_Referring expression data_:
Segment Open
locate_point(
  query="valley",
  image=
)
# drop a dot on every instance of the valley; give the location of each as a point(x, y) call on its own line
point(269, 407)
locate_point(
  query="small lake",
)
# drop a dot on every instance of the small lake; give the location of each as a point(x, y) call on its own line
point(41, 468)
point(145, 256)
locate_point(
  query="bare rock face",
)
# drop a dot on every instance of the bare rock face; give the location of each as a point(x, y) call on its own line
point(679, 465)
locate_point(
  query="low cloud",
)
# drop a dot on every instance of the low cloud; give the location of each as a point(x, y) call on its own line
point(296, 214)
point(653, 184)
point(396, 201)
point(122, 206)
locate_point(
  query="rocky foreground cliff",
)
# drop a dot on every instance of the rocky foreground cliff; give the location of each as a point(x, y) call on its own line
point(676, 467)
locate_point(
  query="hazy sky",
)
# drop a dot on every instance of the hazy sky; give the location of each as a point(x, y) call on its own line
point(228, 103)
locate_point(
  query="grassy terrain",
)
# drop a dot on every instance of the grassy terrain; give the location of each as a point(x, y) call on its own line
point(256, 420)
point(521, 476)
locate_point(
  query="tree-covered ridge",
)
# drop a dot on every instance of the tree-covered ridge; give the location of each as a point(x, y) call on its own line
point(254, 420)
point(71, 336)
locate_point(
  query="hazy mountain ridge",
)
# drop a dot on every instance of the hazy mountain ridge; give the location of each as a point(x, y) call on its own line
Segment Closed
_Problem to solve_: Exactly as shown above, return every record.

_Response area_:
locate_point(
  query="valley",
  image=
)
# drop a dot on every instance of the valley; give the location of each as a point(x, y) call on its own line
point(269, 407)
locate_point(
  query="small lake",
)
# drop a dot on every instance of the small lake; give the location of each as a point(x, y) call on its own line
point(41, 468)
point(145, 256)
locate_point(
  query="bare rock face",
)
# drop a dot on every instance of the bare rock face; give the location of each as a point(x, y) call on its own line
point(679, 465)
locate_point(
  query="low cloud",
)
# drop a dot on every instance of the low cloud; give the location of each as a point(x, y) call on its own line
point(296, 214)
point(653, 184)
point(396, 201)
point(122, 206)
locate_point(
  query="rocky foreground cliff",
)
# drop a dot on every instance of the rocky foreground cliff; give the location of each as a point(x, y) call on its own line
point(676, 467)
locate_point(
  query="hazy sky",
)
# drop a dot on every instance of the hazy sky; give the location of each as a point(x, y) call on its own line
point(228, 103)
locate_point(
  query="grassy terrain",
)
# drop a dot on every instance of the grassy terrain; give the location of each as a point(x, y) call on its own line
point(256, 420)
point(521, 476)
locate_point(
  query="tree-covered ridge",
)
# drop a dot on every instance of the tree-covered ridge; give the location of each as a point(x, y) call on its own line
point(254, 420)
point(71, 336)
locate_point(
  query="hazy mountain ridge",
)
# drop a dot on every instance of the hazy mountain ridge; give the location of each as a point(x, y) call on its own line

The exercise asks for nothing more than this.